-- Opening Marker --
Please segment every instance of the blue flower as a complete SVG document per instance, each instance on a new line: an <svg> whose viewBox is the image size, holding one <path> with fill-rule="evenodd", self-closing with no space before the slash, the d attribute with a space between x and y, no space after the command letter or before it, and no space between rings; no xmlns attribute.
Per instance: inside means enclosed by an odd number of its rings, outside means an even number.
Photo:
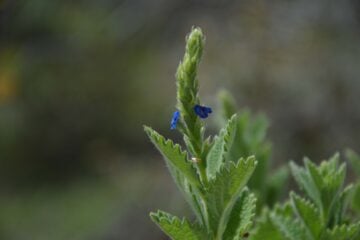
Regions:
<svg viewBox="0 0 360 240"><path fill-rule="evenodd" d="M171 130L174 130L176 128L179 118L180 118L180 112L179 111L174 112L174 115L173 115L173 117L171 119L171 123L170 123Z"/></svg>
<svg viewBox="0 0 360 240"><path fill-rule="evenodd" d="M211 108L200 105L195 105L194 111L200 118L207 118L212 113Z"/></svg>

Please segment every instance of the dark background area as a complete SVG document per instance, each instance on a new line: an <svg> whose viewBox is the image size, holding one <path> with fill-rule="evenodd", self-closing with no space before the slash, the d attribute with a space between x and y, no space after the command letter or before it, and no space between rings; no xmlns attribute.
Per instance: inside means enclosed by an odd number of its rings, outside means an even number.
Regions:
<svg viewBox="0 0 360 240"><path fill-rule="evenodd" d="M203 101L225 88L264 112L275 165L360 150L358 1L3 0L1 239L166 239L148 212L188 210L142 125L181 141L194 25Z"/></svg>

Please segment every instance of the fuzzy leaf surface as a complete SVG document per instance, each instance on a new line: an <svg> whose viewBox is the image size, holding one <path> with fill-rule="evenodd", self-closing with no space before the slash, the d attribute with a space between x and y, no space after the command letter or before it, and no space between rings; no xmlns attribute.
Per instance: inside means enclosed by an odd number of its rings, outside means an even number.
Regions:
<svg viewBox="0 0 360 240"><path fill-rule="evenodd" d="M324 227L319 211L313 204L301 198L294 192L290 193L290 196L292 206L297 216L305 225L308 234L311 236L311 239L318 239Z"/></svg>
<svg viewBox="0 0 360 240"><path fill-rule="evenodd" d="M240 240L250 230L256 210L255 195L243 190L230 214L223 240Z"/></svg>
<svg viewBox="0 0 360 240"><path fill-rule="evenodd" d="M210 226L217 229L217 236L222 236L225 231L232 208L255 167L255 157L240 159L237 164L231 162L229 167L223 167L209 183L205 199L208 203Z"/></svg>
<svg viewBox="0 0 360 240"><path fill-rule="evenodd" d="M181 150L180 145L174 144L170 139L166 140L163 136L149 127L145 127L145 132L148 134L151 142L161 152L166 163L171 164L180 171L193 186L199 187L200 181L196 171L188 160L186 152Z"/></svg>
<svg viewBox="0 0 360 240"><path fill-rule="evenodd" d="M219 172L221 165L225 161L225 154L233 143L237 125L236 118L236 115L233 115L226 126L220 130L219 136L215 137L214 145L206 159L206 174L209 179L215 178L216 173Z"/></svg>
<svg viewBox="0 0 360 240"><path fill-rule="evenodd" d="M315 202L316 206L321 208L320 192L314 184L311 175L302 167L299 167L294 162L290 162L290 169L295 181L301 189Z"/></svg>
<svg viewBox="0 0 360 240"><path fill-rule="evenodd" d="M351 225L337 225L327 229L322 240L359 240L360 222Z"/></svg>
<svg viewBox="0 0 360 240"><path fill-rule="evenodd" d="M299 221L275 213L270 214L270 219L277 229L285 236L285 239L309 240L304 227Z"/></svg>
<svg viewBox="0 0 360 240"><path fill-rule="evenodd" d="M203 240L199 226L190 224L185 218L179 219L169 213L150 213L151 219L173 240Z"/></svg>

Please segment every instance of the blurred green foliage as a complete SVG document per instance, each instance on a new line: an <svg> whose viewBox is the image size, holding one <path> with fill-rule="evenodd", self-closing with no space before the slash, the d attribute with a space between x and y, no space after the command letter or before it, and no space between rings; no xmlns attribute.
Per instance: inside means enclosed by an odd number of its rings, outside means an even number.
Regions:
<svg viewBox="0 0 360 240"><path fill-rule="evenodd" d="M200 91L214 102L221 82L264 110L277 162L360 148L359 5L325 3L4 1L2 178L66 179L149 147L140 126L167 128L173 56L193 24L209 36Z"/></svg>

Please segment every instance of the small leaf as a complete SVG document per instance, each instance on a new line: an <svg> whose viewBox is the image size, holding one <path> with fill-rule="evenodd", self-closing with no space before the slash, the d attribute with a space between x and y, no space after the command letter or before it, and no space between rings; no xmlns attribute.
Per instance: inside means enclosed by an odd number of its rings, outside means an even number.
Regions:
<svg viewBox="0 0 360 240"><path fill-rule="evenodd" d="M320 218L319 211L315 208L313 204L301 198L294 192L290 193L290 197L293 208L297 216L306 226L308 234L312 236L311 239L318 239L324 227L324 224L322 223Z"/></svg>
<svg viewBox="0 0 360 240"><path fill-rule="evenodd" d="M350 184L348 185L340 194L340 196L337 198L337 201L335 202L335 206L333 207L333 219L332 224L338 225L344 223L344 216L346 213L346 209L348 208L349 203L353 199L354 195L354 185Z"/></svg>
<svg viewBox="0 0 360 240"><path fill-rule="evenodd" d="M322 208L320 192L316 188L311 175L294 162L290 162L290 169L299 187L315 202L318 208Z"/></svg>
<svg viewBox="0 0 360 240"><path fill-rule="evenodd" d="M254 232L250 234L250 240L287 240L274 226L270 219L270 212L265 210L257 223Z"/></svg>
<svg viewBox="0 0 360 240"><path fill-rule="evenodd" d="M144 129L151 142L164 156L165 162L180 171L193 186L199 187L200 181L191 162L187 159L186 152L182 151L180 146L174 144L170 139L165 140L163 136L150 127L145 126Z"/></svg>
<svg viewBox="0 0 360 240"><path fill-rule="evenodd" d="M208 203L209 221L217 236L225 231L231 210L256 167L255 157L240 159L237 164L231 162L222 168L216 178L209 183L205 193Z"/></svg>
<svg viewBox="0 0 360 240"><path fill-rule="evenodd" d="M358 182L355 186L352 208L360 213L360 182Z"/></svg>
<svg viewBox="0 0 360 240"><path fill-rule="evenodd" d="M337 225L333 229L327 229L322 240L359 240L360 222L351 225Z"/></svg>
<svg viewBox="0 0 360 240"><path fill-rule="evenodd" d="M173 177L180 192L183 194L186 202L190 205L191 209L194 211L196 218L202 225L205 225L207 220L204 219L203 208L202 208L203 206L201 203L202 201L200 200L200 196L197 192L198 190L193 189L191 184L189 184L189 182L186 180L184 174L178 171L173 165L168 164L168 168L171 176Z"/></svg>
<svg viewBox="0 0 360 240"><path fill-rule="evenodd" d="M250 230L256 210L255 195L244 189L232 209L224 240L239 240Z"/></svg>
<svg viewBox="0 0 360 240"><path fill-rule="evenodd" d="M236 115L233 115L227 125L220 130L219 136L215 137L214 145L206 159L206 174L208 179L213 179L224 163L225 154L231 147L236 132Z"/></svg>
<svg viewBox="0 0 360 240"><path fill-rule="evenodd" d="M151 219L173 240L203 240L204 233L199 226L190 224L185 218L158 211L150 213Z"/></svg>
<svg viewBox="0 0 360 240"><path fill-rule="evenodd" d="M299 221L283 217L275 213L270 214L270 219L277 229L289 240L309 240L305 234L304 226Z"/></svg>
-- Closing Marker --
_Try it_:
Each line of the listing above should be retyped exactly, with no pictures.

_Solution to this task_:
Please segment every instance of the blue flower as a complete SVG document per instance, each instance on a new line: an <svg> whose viewBox is the image size, holding one <path> with fill-rule="evenodd", self-closing with no space before the slash, the d attribute with a space between x and y, no space after the command letter or before it, and no space between rings; no xmlns attribute.
Per instance: inside means enclosed by an odd number of its rings, outside means an even number.
Photo:
Regions:
<svg viewBox="0 0 360 240"><path fill-rule="evenodd" d="M171 130L174 130L176 128L179 118L180 118L180 112L179 111L174 112L174 115L173 115L173 117L171 119L171 123L170 123Z"/></svg>
<svg viewBox="0 0 360 240"><path fill-rule="evenodd" d="M211 108L200 105L195 105L194 111L200 118L207 118L212 113Z"/></svg>

Please segment every instance of the dark background area as a complete SVG document per instance, each instance on a new line: an <svg> whose viewBox is the image size, holding one <path> with fill-rule="evenodd", self-closing with no space before the slash, the d attribute with a space between x and y, no space after the command letter or before it, and no space between rings; no xmlns attribute.
Per instance: inside means enclosed by an odd number of its rings, outside means an even number.
Regions:
<svg viewBox="0 0 360 240"><path fill-rule="evenodd" d="M203 101L225 88L264 112L275 165L360 150L358 1L3 0L1 239L166 239L148 212L188 210L142 125L181 141L194 25Z"/></svg>

Please segment every instance of the fuzzy leaf surface as a complete SVG document per instance, each instance on a new line: an <svg> whose viewBox is the image size, holding one <path> with fill-rule="evenodd", self-closing with no space before the slash, the d attribute with a space between x and y, no space after the command letter or before it, and no space between rings; no xmlns attribute.
Per instance: inside means enclosed by an odd number of its rings, outside means an even number.
Regions:
<svg viewBox="0 0 360 240"><path fill-rule="evenodd" d="M324 227L319 211L313 204L301 198L294 192L290 193L290 196L292 206L297 216L305 225L308 234L311 236L311 239L318 239Z"/></svg>
<svg viewBox="0 0 360 240"><path fill-rule="evenodd" d="M240 240L250 230L256 210L255 195L243 190L230 214L223 240Z"/></svg>
<svg viewBox="0 0 360 240"><path fill-rule="evenodd" d="M210 226L217 229L217 236L222 236L225 231L232 208L255 167L255 157L240 159L237 164L231 162L229 167L223 167L209 183L205 199L208 203Z"/></svg>
<svg viewBox="0 0 360 240"><path fill-rule="evenodd" d="M181 150L180 145L174 144L170 139L166 140L163 136L149 127L145 127L145 132L148 134L151 142L161 152L166 163L171 164L180 171L193 186L199 187L200 181L196 171L188 160L186 152Z"/></svg>
<svg viewBox="0 0 360 240"><path fill-rule="evenodd" d="M219 172L221 165L225 161L225 154L233 143L237 125L236 118L236 115L233 115L226 126L220 130L219 136L215 137L214 145L206 159L206 174L209 179L215 178L216 173Z"/></svg>
<svg viewBox="0 0 360 240"><path fill-rule="evenodd" d="M315 202L316 206L321 208L320 192L314 184L311 175L302 167L299 167L294 162L290 162L290 169L295 181L301 189Z"/></svg>
<svg viewBox="0 0 360 240"><path fill-rule="evenodd" d="M351 225L337 225L327 229L322 240L359 240L360 222Z"/></svg>
<svg viewBox="0 0 360 240"><path fill-rule="evenodd" d="M299 221L275 213L270 214L270 219L277 229L285 236L285 239L309 240L304 227Z"/></svg>
<svg viewBox="0 0 360 240"><path fill-rule="evenodd" d="M203 240L199 226L190 224L185 218L179 219L169 213L150 213L151 219L173 240Z"/></svg>

Please segment every instance of the blurred green foliage as a complete SVG document per instance, each instance on a new line: an <svg> whose viewBox is the image size, holding one <path> with fill-rule="evenodd", self-closing with no space before the slash, the d attribute with a space between x and y, no space after the command letter or before it, and no space between rings; no xmlns attribute.
Per instance: inside means enclosed by an odd number of its rings, outside means an even number.
Regions:
<svg viewBox="0 0 360 240"><path fill-rule="evenodd" d="M200 91L214 102L221 82L264 110L277 162L360 148L359 5L325 3L4 1L2 178L66 179L149 147L140 126L167 128L173 56L193 24L209 36Z"/></svg>

Please segment every instance of the small leaf as a complete SVG document per instance, each instance on a new line: an <svg> whose viewBox is the image size, holding one <path> with fill-rule="evenodd", self-closing with no space before the slash, the d attribute with a space between x and y, no space after the command letter or before it, and no space between rings; no xmlns attribute.
Per instance: inside means enclosed by an odd number of its rings, outside means an even number.
Regions:
<svg viewBox="0 0 360 240"><path fill-rule="evenodd" d="M320 218L319 211L315 208L313 204L301 198L294 192L290 193L290 197L293 208L297 216L306 226L308 234L312 236L311 239L318 239L324 227L324 224L322 223Z"/></svg>
<svg viewBox="0 0 360 240"><path fill-rule="evenodd" d="M350 184L348 185L340 194L340 196L337 198L337 201L335 202L335 206L333 207L333 219L332 224L338 225L344 223L344 216L346 213L346 209L348 208L349 203L353 199L354 195L354 185Z"/></svg>
<svg viewBox="0 0 360 240"><path fill-rule="evenodd" d="M322 208L320 192L316 188L311 175L294 162L290 162L290 169L299 187L315 202L318 208Z"/></svg>
<svg viewBox="0 0 360 240"><path fill-rule="evenodd" d="M254 232L250 234L250 240L287 240L274 226L270 219L270 212L265 210L257 223Z"/></svg>
<svg viewBox="0 0 360 240"><path fill-rule="evenodd" d="M144 129L151 142L164 156L165 162L180 171L193 186L199 187L200 181L191 162L187 159L186 152L182 151L180 146L174 144L170 139L165 140L163 136L150 127L145 126Z"/></svg>
<svg viewBox="0 0 360 240"><path fill-rule="evenodd" d="M208 203L209 221L217 236L225 231L231 210L256 167L255 157L240 159L237 164L231 162L222 168L216 178L209 183L205 193Z"/></svg>
<svg viewBox="0 0 360 240"><path fill-rule="evenodd" d="M358 182L355 186L352 208L360 213L360 182Z"/></svg>
<svg viewBox="0 0 360 240"><path fill-rule="evenodd" d="M337 225L333 229L327 229L322 240L359 240L360 222L351 225Z"/></svg>
<svg viewBox="0 0 360 240"><path fill-rule="evenodd" d="M173 177L180 192L183 194L186 202L190 205L191 209L194 211L196 218L202 225L205 225L207 220L204 219L203 208L202 208L203 206L201 203L202 201L200 200L200 196L197 192L198 190L193 189L191 184L189 184L189 182L186 180L184 174L178 171L173 165L168 164L168 168L171 176Z"/></svg>
<svg viewBox="0 0 360 240"><path fill-rule="evenodd" d="M250 230L256 210L255 195L244 189L232 209L224 240L239 240Z"/></svg>
<svg viewBox="0 0 360 240"><path fill-rule="evenodd" d="M236 115L233 115L227 125L220 130L219 136L215 137L214 145L206 159L206 174L208 179L213 179L224 163L225 154L231 147L236 132Z"/></svg>
<svg viewBox="0 0 360 240"><path fill-rule="evenodd" d="M151 219L173 240L203 240L204 233L199 226L190 224L185 218L158 211L150 213Z"/></svg>
<svg viewBox="0 0 360 240"><path fill-rule="evenodd" d="M299 221L283 217L275 213L270 214L270 219L277 229L289 240L309 240L305 234L304 226Z"/></svg>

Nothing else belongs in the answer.